### Exercise instructions
Will you extract the entries word for word? Images should not appear in the copy.

### Record excerpts
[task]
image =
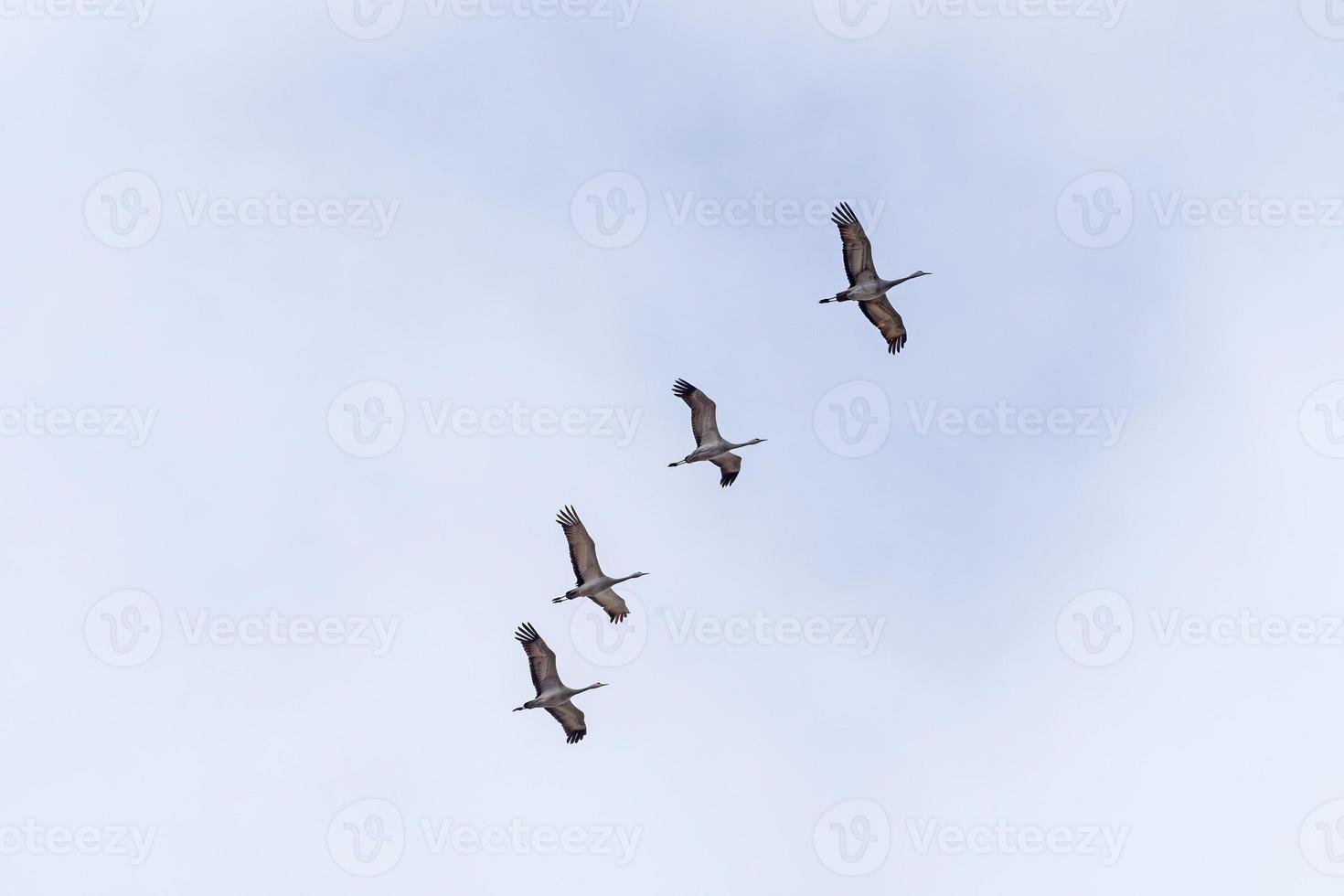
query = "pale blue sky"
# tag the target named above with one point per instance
(969, 709)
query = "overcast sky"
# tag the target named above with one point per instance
(317, 314)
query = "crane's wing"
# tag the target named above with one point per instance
(858, 251)
(703, 422)
(571, 719)
(539, 658)
(613, 603)
(582, 551)
(886, 318)
(730, 464)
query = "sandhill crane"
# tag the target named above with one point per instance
(866, 286)
(592, 581)
(709, 445)
(551, 693)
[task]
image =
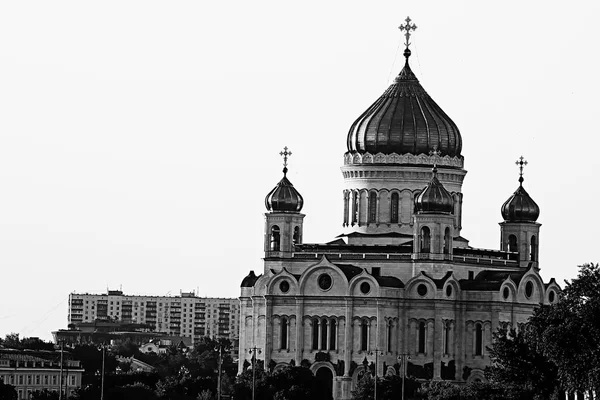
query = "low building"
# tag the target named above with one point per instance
(184, 315)
(32, 370)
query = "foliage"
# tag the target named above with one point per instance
(388, 387)
(12, 341)
(7, 392)
(568, 332)
(291, 383)
(517, 361)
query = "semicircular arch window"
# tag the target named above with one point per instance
(365, 287)
(529, 289)
(325, 281)
(284, 286)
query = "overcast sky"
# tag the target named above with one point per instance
(138, 139)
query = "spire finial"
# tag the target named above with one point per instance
(521, 162)
(408, 28)
(435, 153)
(285, 153)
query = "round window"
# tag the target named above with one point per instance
(284, 286)
(324, 282)
(529, 289)
(365, 287)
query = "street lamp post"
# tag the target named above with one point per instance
(377, 352)
(102, 378)
(404, 357)
(219, 377)
(253, 351)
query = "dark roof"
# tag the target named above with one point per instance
(405, 120)
(384, 234)
(249, 280)
(490, 280)
(386, 281)
(434, 198)
(389, 281)
(284, 197)
(520, 207)
(439, 283)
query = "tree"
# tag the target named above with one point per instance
(7, 392)
(388, 387)
(568, 332)
(44, 394)
(517, 361)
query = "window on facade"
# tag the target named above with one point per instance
(324, 328)
(346, 207)
(512, 243)
(332, 335)
(478, 340)
(283, 336)
(447, 338)
(355, 207)
(297, 235)
(421, 346)
(447, 241)
(395, 208)
(275, 238)
(315, 334)
(372, 207)
(364, 335)
(425, 240)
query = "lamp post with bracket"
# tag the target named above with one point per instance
(253, 351)
(403, 358)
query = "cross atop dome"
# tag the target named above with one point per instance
(521, 162)
(407, 27)
(285, 153)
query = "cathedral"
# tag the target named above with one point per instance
(399, 291)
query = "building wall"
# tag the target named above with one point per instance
(28, 377)
(185, 315)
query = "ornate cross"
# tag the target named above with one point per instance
(435, 153)
(285, 154)
(408, 27)
(521, 162)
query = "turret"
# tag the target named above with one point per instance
(283, 222)
(520, 232)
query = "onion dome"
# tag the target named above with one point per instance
(520, 207)
(405, 120)
(434, 199)
(249, 280)
(284, 197)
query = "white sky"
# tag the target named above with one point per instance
(138, 139)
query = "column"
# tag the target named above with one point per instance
(268, 330)
(348, 340)
(299, 330)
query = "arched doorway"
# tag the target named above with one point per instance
(325, 378)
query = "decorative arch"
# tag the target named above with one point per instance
(477, 375)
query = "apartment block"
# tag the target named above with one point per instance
(184, 315)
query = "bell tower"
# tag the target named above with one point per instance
(283, 221)
(519, 232)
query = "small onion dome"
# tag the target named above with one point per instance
(434, 198)
(284, 197)
(249, 280)
(520, 207)
(405, 120)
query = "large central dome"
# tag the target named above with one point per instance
(405, 120)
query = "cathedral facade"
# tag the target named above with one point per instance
(399, 291)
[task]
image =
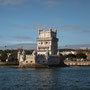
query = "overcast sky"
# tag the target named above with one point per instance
(20, 20)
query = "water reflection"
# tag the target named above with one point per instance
(45, 79)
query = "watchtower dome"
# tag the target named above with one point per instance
(47, 41)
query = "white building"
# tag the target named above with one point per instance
(47, 52)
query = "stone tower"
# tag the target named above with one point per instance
(47, 41)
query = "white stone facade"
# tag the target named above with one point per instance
(46, 53)
(47, 41)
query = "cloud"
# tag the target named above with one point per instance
(87, 31)
(22, 37)
(52, 3)
(11, 2)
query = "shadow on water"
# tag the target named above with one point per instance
(63, 78)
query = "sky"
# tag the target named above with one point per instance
(20, 20)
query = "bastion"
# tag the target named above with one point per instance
(47, 53)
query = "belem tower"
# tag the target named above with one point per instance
(47, 53)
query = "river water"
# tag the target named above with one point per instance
(65, 78)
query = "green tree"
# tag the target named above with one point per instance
(3, 56)
(81, 55)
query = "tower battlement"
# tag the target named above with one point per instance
(47, 41)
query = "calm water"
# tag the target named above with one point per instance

### Written reply
[task]
image =
query = "pale blue sky"
# tag the target named above with one point per instance
(969, 709)
query = "overcast sky"
# tag the target named above with one point per instance
(317, 314)
query = "crane's wing"
# tag the target named above with one point per instance
(858, 251)
(703, 422)
(571, 719)
(539, 658)
(613, 603)
(582, 551)
(886, 318)
(730, 464)
query = "sandhill crane"
# tag the target named above with one point per instance
(866, 286)
(592, 581)
(709, 445)
(551, 693)
[task]
image =
query = "low building"
# tag the target named above with one point per instance
(184, 315)
(32, 370)
query = "foliage"
# tag the target named above with one point per instance
(388, 387)
(12, 341)
(7, 392)
(568, 332)
(291, 383)
(517, 361)
query = "semicircular arch window"
# tag the target named above with one point per instance
(365, 287)
(529, 289)
(325, 281)
(284, 286)
query = "overcast sky"
# tag the target named above with one point per instance
(138, 139)
query = "spire finial"
# tag the target named above with one point per instance
(521, 162)
(408, 28)
(435, 153)
(285, 153)
query = "round window"
# tag the target named above with one point per instance
(284, 286)
(324, 282)
(529, 289)
(365, 287)
query = "street lamp post"
# tag the target named above with one point per instance
(377, 352)
(102, 378)
(404, 357)
(219, 377)
(253, 351)
query = "dark roof"
# tag the target named above with one point per instance
(405, 120)
(384, 234)
(249, 280)
(490, 280)
(386, 281)
(434, 198)
(389, 281)
(284, 197)
(520, 207)
(439, 283)
query = "tree"
# tag the target named above with one point per instance
(7, 392)
(388, 387)
(568, 332)
(44, 394)
(517, 361)
query = "window on facade"
# tag the target named above with one point per instance
(324, 328)
(346, 207)
(512, 243)
(332, 335)
(478, 340)
(283, 336)
(447, 338)
(355, 207)
(297, 235)
(421, 346)
(447, 241)
(395, 208)
(275, 238)
(315, 334)
(372, 207)
(364, 335)
(425, 240)
query = "lamp post with bracket"
# tag the target named above with one point per instance
(253, 351)
(403, 358)
query = "cross atop dome"
# tag the target named above with one point per instance
(521, 162)
(407, 27)
(285, 153)
query = "cathedral"
# tag the target named above with one point per instance
(399, 291)
query = "building wall"
# tag the target named above with one point per instance
(28, 377)
(185, 315)
query = "ornate cross"
# tag the target named above with one point per instance
(435, 153)
(285, 154)
(408, 27)
(521, 162)
query = "turret"
# tag the target named above with one point per instance
(283, 222)
(520, 232)
query = "onion dome"
# tag the target named above with one point per instance
(520, 207)
(405, 120)
(434, 199)
(249, 280)
(284, 197)
query = "white sky"
# tag the target named above with one point per instance
(138, 139)
query = "column"
# tag the target named above with one point per instance
(268, 330)
(348, 340)
(299, 330)
query = "arched doorway"
# tag the target named above with one point per instance
(325, 378)
query = "decorative arch"
# tag the target named above with one point per instance
(477, 375)
query = "apartment block"
# tag the target named above with one point per instance
(184, 315)
query = "bell tower"
# tag the target named above with one point per instance
(283, 221)
(519, 232)
query = "small onion dome"
# tag the target named above with one point per instance
(434, 198)
(284, 197)
(249, 280)
(520, 207)
(405, 120)
query = "large central dome"
# tag the target named above with one point per instance
(405, 120)
query = "cathedral facade"
# tag the target named above with one point per instance
(399, 291)
[task]
image =
query = "overcast sky"
# tag the target named above with one point per instance
(20, 20)
query = "water reflection"
# tag the target named above with one point per instance
(45, 79)
query = "watchtower dome"
# tag the target named above with one point per instance
(47, 41)
query = "white building"
# tag the target named above with one point per instance
(47, 52)
query = "stone tower"
# tag the target named above with one point per instance
(47, 41)
query = "white stone facade"
# tag the target named above with one point per instance
(46, 53)
(47, 41)
query = "cloud"
# tag the target named above with one point per instance
(87, 31)
(22, 37)
(52, 3)
(11, 2)
query = "shadow on water"
# tag the target named above with one point per instance
(63, 78)
query = "sky"
# tag the target named above with one point per instance
(20, 20)
query = "bastion"
# tag the target named above with one point per instance
(47, 53)
query = "belem tower"
# tag the target named above with one point per instance
(47, 53)
query = "river water"
# tag the target named above with one point per instance
(65, 78)
query = "green tree"
# tag the target named above with one point per instance
(3, 56)
(81, 55)
query = "tower battlement"
# tag the target named above with one point per instance
(47, 41)
query = "calm water"
# tag the target named above with one point per instance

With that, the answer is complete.